**Supplied information**
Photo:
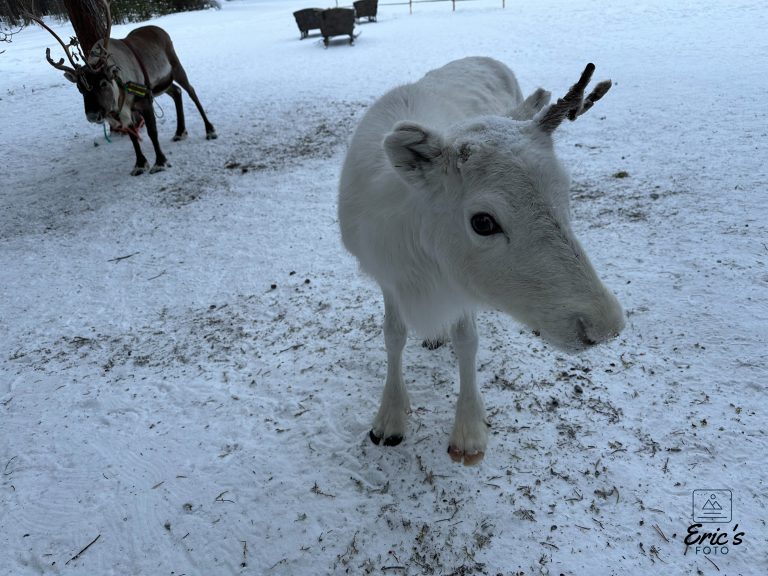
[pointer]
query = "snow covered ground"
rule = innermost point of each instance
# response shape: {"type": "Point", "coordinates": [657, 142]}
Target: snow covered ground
{"type": "Point", "coordinates": [190, 362]}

**Task objective**
Copy each of the items above line for line without any changes, but leave out the pictures.

**Result below**
Photo:
[pointer]
query = "snow covered ground"
rule = innermost point of each instance
# response shape: {"type": "Point", "coordinates": [657, 142]}
Target: snow covered ground
{"type": "Point", "coordinates": [190, 362]}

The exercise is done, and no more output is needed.